__WHAT IS REQUIRED__
Produce one exact copy of the records, no pictures.

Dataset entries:
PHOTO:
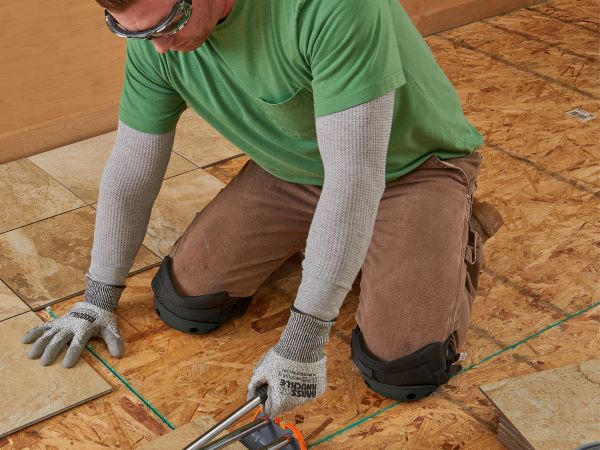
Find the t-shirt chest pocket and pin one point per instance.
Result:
(294, 116)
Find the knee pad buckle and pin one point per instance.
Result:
(193, 314)
(411, 377)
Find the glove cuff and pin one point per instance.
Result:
(304, 338)
(103, 295)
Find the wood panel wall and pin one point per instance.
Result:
(61, 75)
(433, 16)
(62, 70)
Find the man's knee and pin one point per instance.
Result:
(410, 377)
(192, 314)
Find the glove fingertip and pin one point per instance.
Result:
(69, 362)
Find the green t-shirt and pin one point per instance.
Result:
(272, 66)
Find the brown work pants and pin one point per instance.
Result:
(420, 274)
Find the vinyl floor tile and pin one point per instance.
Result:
(200, 143)
(178, 201)
(10, 304)
(79, 166)
(30, 392)
(28, 194)
(227, 170)
(553, 409)
(47, 261)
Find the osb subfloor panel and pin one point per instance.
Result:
(517, 75)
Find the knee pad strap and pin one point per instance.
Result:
(196, 315)
(411, 377)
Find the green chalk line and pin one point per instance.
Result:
(537, 333)
(363, 419)
(472, 366)
(123, 380)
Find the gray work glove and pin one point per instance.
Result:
(295, 370)
(91, 318)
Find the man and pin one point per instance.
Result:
(360, 156)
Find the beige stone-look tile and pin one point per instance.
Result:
(79, 166)
(178, 201)
(200, 143)
(10, 304)
(185, 435)
(30, 392)
(227, 170)
(553, 409)
(47, 261)
(28, 194)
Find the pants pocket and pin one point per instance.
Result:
(473, 261)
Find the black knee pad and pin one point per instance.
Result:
(411, 377)
(196, 315)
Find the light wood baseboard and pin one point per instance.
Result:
(435, 16)
(58, 132)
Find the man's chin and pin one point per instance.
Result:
(187, 48)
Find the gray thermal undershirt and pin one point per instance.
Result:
(353, 145)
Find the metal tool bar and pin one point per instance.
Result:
(277, 444)
(221, 426)
(238, 434)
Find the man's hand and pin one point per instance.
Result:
(295, 370)
(92, 318)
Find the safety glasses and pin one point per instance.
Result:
(174, 22)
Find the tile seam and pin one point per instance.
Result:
(152, 408)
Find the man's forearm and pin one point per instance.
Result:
(130, 183)
(353, 144)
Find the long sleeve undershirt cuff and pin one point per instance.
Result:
(353, 144)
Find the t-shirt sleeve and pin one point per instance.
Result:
(148, 102)
(352, 49)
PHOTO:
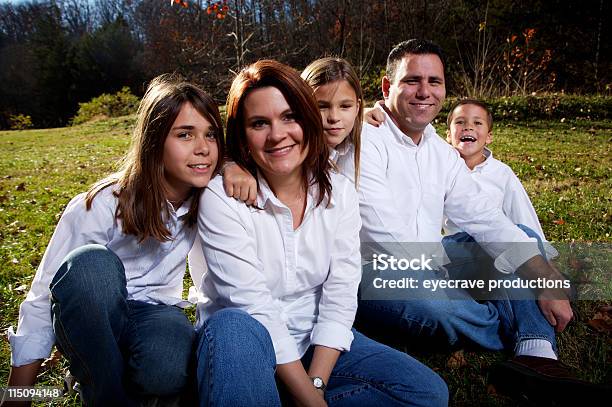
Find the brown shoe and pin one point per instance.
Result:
(545, 381)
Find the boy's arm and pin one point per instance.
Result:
(239, 183)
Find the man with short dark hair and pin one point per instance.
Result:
(410, 177)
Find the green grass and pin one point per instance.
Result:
(565, 168)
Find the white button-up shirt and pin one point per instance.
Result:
(405, 189)
(154, 271)
(506, 192)
(300, 284)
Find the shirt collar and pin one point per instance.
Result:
(488, 157)
(265, 194)
(401, 137)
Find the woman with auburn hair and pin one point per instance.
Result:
(283, 274)
(108, 290)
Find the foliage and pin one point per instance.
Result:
(553, 106)
(107, 105)
(564, 167)
(20, 122)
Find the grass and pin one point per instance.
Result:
(565, 168)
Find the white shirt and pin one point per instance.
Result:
(154, 271)
(300, 284)
(506, 192)
(405, 189)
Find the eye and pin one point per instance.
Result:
(290, 117)
(258, 124)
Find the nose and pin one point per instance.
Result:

__TASK RESPONSE__
PHOTO:
Find the t-shirt chest pocket and pin one point per instance.
Result:
(294, 116)
Find the knee pad buckle and pin one point per instance.
Result:
(193, 314)
(411, 377)
Find the glove cuff and pin one point per instance.
Result:
(304, 338)
(103, 295)
Find the wood panel wall and pin one point per instance.
Result:
(61, 75)
(433, 16)
(62, 70)
Find the man's knee and pin one point per instance.
Result:
(410, 377)
(192, 314)
Find the glove fingertip and pin one point per instance.
Result:
(69, 362)
Find the green t-shirt and pin one point per instance.
Result:
(272, 66)
Find the brown work pants and pin one point per instance.
Result:
(420, 274)
Find the vinyl floor tile and pin one point per instance.
Result:
(200, 143)
(178, 201)
(10, 304)
(79, 166)
(30, 392)
(28, 194)
(227, 170)
(553, 409)
(47, 261)
Find the osb subfloor panel and pin one point per instance.
Result:
(517, 75)
Find the knee pad strap and pin one point per instance.
Result:
(196, 315)
(411, 377)
Find the green chalk line and pin one point per instance.
Result:
(537, 333)
(363, 419)
(472, 366)
(123, 380)
Find the gray work glove and pin one point per instance.
Result:
(295, 370)
(91, 318)
Find the man and pin one point per instance.
Result:
(360, 156)
Find the beige stone-look tile and pin one point per instance.
Result:
(79, 166)
(178, 201)
(200, 143)
(10, 304)
(185, 435)
(30, 392)
(227, 170)
(553, 409)
(47, 261)
(28, 194)
Find the pants pocket and pin one point per instance.
Result:
(473, 261)
Find the black knee pad and pin one point per instance.
Result:
(411, 377)
(196, 315)
Find the light wood baseboard and pin one point per instance.
Result:
(435, 16)
(58, 132)
Find the man's chin and pin one point per instance.
Result:
(187, 48)
Find the gray thermal undershirt and pin one point per instance.
Result:
(353, 145)
Find the metal tool bar and pin one point per instance.
Result:
(277, 444)
(221, 426)
(238, 434)
Find the man's hand and pin one point per instance.
Result:
(295, 370)
(92, 318)
Find the safety glasses and pin one point per instance.
Result:
(174, 22)
Find the tile seam and pin one point per instance.
Result:
(152, 408)
Find the man's forearm and pin one point per instance.
Result:
(130, 183)
(353, 144)
Find the long sleeve undershirt cuff and pin one point per instance.
Result:
(353, 144)
Find the t-shirt sleeve and pin one point per instance.
Result:
(148, 102)
(352, 49)
PHOTO:
Find the brown shoe and pin one point per instance.
Result:
(545, 381)
Find the boy's arm and pin one point per instance.
Result:
(239, 183)
Find the man with short dark hair and pin one point per instance.
Result:
(410, 177)
Find the green grass and pin one point per instance.
Result:
(565, 168)
Find the white button-up shirt and pin one point per instance.
Result:
(405, 189)
(154, 271)
(506, 192)
(300, 284)
Find the shirt collar and pin one point per instance.
Result:
(488, 157)
(265, 194)
(401, 137)
Find the woman with auburn hair and pin one point per instance.
Result:
(283, 274)
(108, 290)
Find the foliage and pin one point per instance.
Result:
(553, 106)
(107, 105)
(564, 167)
(20, 122)
Find the grass and pin one point per instance.
Result:
(565, 168)
Find the white shirt and pin one point per instance.
Result:
(154, 271)
(300, 284)
(506, 192)
(405, 189)
Find the eye and pin one point per instance.
Result:
(290, 117)
(258, 124)
Find the nose and pin one point per instance.
Result:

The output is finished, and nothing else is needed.